(PASSAGE GIVEN):
***

Solar Eclipse Glasses: Where to Buy the Best, High-Quality Eyewear

If you plan to experience the Great South American Total Solar Eclipse on July 2, hopefully you've heard by now that you're going to need eye protection for the big event.

But not all solar viewers are created equal. Using the wrong gear (or using it incorrectly) can burn your retinas, causing irreparable damage to your eyes.

Whether you're looking for a new pair of eclipse glasses or you've already purchased some form of eye protection, here's what you need to know to avoid burning your eyes during a solar eclipse. 

Related: Total Solar Eclipse 2019: Video Streams and Webcasts to Watch Live

You should never look directly at the sun, but there are ways to safely observe an eclipse. See how to safely observe a solar eclipse with this infographic. (Image credit: Karl Tate, Contributor)

Before the Great American Total Solar Eclipse of Aug. 21, 2017, many reports surfaced of consumers unknowingly purchasing unsafe or counterfeit solar viewing glasses. 

If you have already purchased eclipse glasses, there are ways to test whether your glasses are safe to use. If you haven't purchased eclipse viewers yet, be sure to purchase a pair from one of the manufacturers or vendors that have been approved by the American Astronomical Society. If you're looking to buy eclipse glasses online, try to buy directly from one of the approved vendors.

Safety standards

When it comes to solar-eclipse glasses and other solar viewers, it's important to ensure that the product you're using is safe and effective at blocking harmful radiation from the sun. Just because something looks like suitable eye protection doesn't mean it's safe to use. Even if a product is advertised as a solar viewer, it's important to look for a label that says ISO, which stands for the International Organization for Standardization.

The ISO is an independent organization that writes safety and quality standards for all kinds of things, including eyewear, health care, food production and more based on a broad consensus of the scientific community. If you find eclipse glasses or other solar viewers that aren't labeled ISO, then they aren't guaranteed to protect your eyes the way they should.

***

(DATA LISTING):
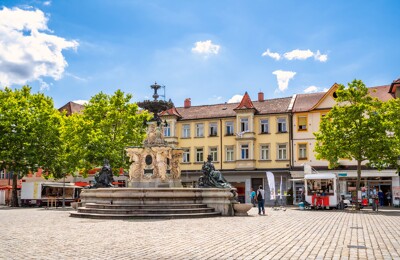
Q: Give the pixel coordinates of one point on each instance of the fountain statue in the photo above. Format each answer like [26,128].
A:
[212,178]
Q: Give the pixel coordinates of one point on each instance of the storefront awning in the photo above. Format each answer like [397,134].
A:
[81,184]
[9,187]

***

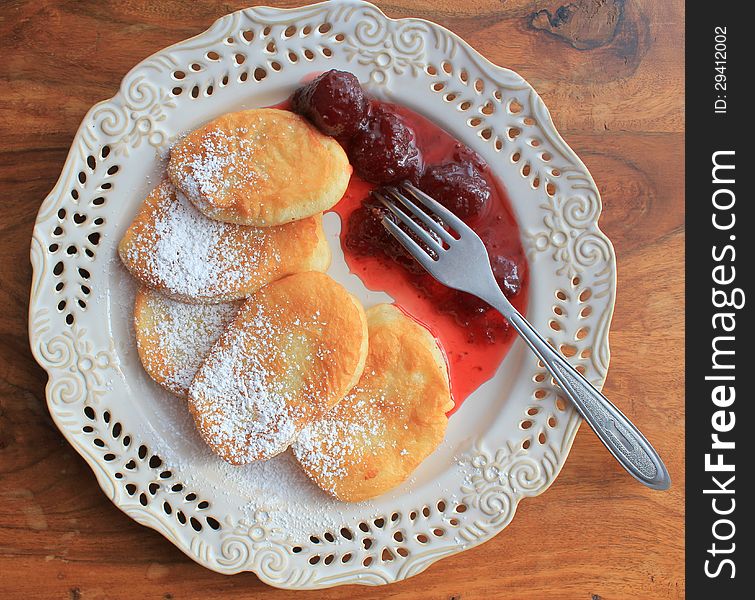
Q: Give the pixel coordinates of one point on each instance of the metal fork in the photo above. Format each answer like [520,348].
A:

***

(PROBLEMS):
1: According to the article on eclipse glasses, what kinds of things does the ISO write standards for? List each one it names.
2: In the article on eclipse glasses, rewrite everything from "Solar Eclipse Glasses: Where" down to "to your eyes.", changing "eye protection" to "protective eyewear".

(COMPLETED EXERCISE):
1: eyewear, health care, food production

2:
Solar Eclipse Glasses: Where to Buy the Best, High-Quality Eyewear

If you plan to experience the Great South American Total Solar Eclipse on July 2, hopefully you've heard by now that you're going to need protective eyewear for the big event.

But not all solar viewers are created equal. Using the wrong gear (or using it incorrectly) can burn your retinas, causing irreparable damage to your eyes.